(WRITTEN REQUEST):
Would you print, word for word, the part of the passage on Michael Young's early life that runs from "Early life and" up to and including "powerless and disenfranchised."?

Early life and childhood
Michael Young was born in Manchester on 9 August 1915, the only son of Gibson Young, an Australian violinist and leader of community singing, and Edith Dunlop, a bohemian painter and actor from Ireland. Michael's early childhood was spent in Melbourne, Australia, marred by loneliness, insecurity and neglect. He returned to England at the age of eight, shortly before his parents' marriage broke down, at which point they considered giving him up for adoption. They did not do so, but according to friends and family this possibility left him with an enduring fear of abandonment. In a documentary made by the historian, Peter Hennessy, he revealed that it was this feeling of acute vulnerability which inspired his life's mission to work on behalf of the powerless and disenfranchised.

(DATASET EXTRACT):
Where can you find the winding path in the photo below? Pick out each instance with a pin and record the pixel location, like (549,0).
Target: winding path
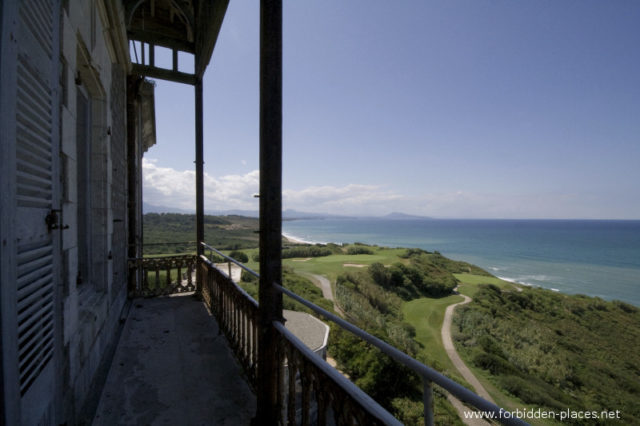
(325,285)
(447,342)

(EXERCISE SOLUTION):
Early life and childhood
Michael Young was born in Manchester on 9 August 1915, the only son of Gibson Young, an Australian violinist and leader of community singing, and Edith Dunlop, a bohemian painter and actor from Ireland. Michael's early childhood was spent in Melbourne, Australia, marred by loneliness, insecurity and neglect. He returned to England at the age of eight, shortly before his parents' marriage broke down, at which point they considered giving him up for adoption. They did not do so, but according to friends and family this possibility left him with an enduring fear of abandonment. In a documentary made by the historian, Peter Hennessy, he revealed that it was this feeling of acute vulnerability which inspired his life's mission to work on behalf of the powerless and disenfranchised.